● **What to work on**:
1 > In the meeting notes on getting NOvA MC onto the OSG, where can notes on Jobsub and documentation be found?
2 > Return everything in the meeting notes on getting NOvA MC onto the OSG from "Executive Summary" down to "the IFront project.", copied word for word.
3 > Carry the meeting notes on getting NOvA MC onto the OSG further from their last line.

Meeting "Getting Nova MC on the OSG" 15-Jan-2013

Executive Summary

Action Items

  1. Provide Links to Jobsub documentation


A.Norman, Ruth Pordes, Marko Slyz, Denis Box, Margaret Votava


Notes on Jobsub and documentation can be found in Redmine under the IFront project.

Jobsub overview:

On GPSN01 there is a schedd, frontend and a factory. The factory being used is not the OSG one but is a custom one.

In the factory there are entrypoints for the different experiments, specifically NOvA, Minerva, etc... and for the integration with SMU there was an entry added for "Nova_SMU".

There are corresponding entry points on the front end.

Jobsub is then able to be told which entry point to steer through.

This is configured through a HUGE XML configuration file.
This is documented through a website at UCSD.

Frontend uses a different configuration file (also XML) which lists all the sites. The VO's certs are attached on the IF's Frontend (one frontend for all the experiments) and then are steered through. This was done to satisfy FermiGrid.

  • Question: Where is the actual VO association done? Could we have a generic "SMU" entry point instead of a Nova specific one?

For OSG submission there are factories and entry points which are maintained. If a site is not yet supported then it has to be added or bugged to be added

Now Jobsub creates a condor_submit file to actually submit the job to the queue.

● **Recorded information**:
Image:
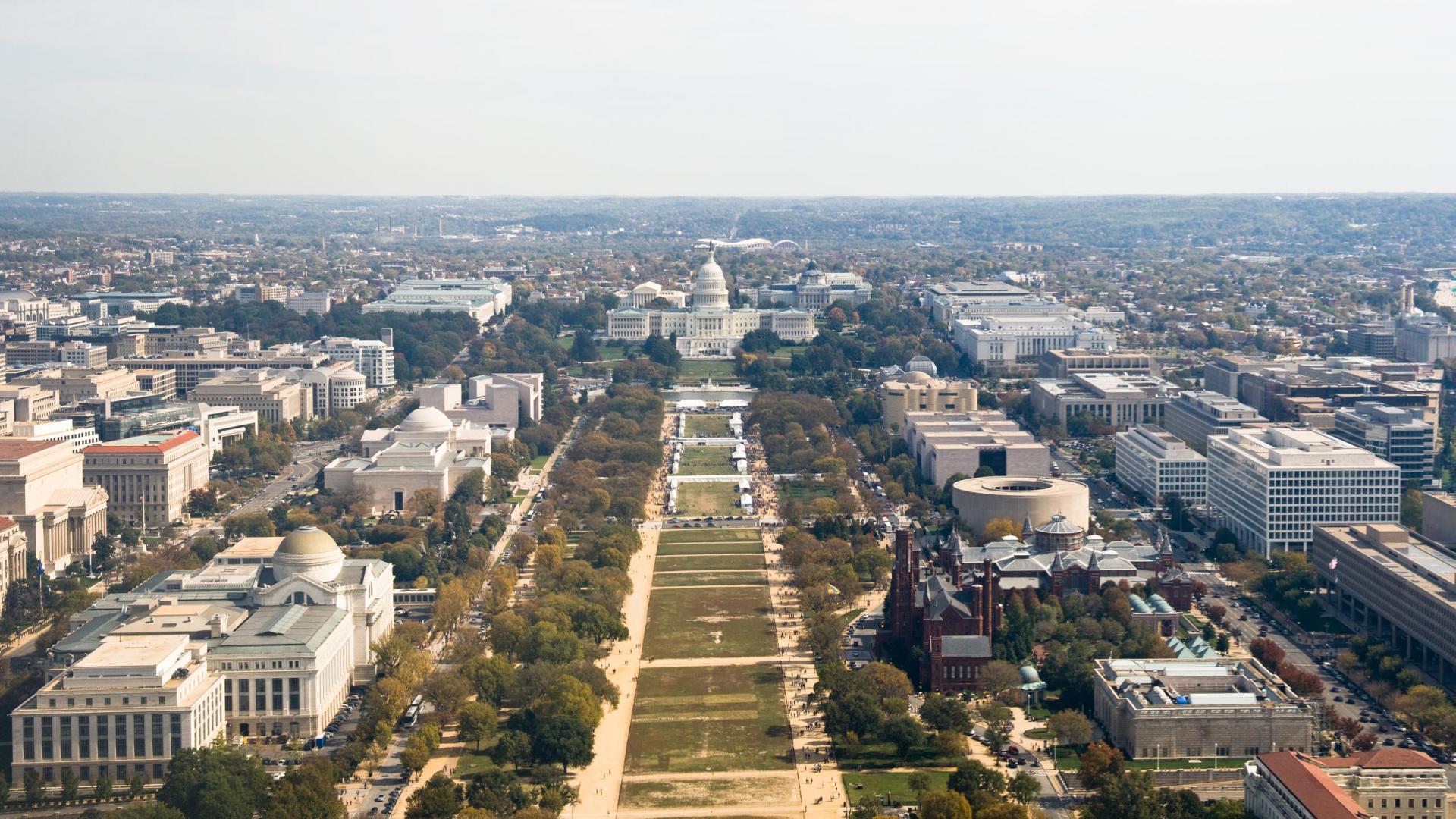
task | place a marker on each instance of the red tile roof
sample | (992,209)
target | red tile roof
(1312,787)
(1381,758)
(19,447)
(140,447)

---

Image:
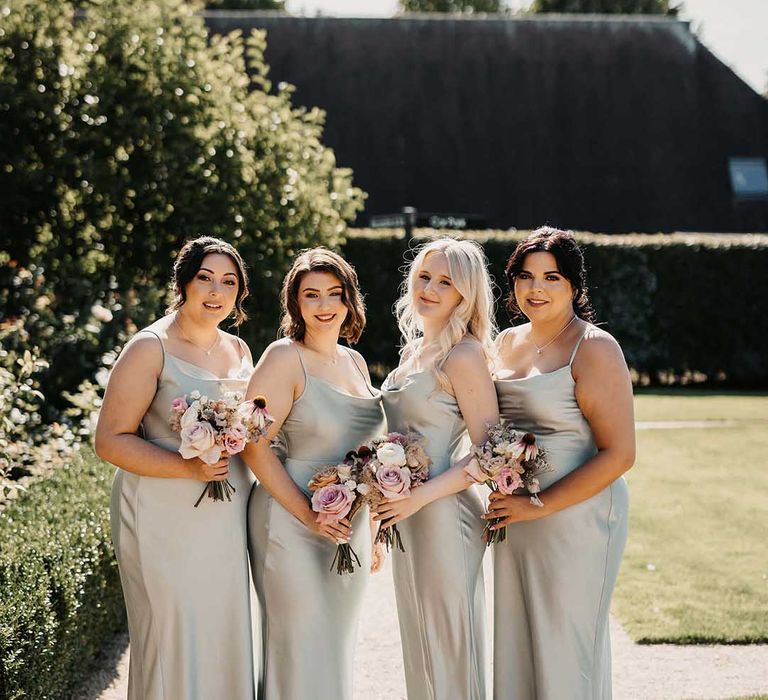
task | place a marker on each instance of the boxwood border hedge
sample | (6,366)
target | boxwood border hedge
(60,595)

● **Final answers**:
1 > In Redmine under the IFront project.

2 >
Executive Summary

Action Items

  1. Provide Links to Jobsub documentation


A.Norman, Ruth Pordes, Marko Slyz, Denis Box, Margaret Votava


Notes on Jobsub and documentation can be found in Redmine under the IFront project.

3 >
There are two modes of operation, one where the job wrapper script is generated by jobsub and the other where the full script is passed in as is. Jobsub has the ability to create the full set of DAGs that may be needed.

For OSG the submit procedure uses a wrapper script (provided for each experiment by the grid group and customized to the experiment)

CMS has ProjAgent, DZero has SAMGrid, CDF has CAFSubmit, Atlas is Panda

We need to findout from Chander about what else is done.

Client/Server Jobsub model

Current version looks like a client server to the user but really it's a generate and submit system.

We really want to keep the users off of the submit machine so that they don't login and do things (like run ROOT) that affect the performance of the machine, or crash the machine.

Denis is aware of Bosco and has read some documentation on it.

The other reason to move to a client/server model is that currently each user needs a robo cert that they need to keep alive. (via a cronjob)

The reason for our own factory is to run on Fermigrid. (and have been discouraged by Igor and Burt from doing that way)

Deliverable for Client/Server is end of Feb. Development is being done in parallel on FermiCloud. The actual machine is in the process of being brought up by FEF.

SMU specific work to get the glidin's work:

Misc condor config files that needed to be changed and the XML has to modified to pass the parameters correctly. Had to work with site admin to get the parameters right.

How does OSG handle this?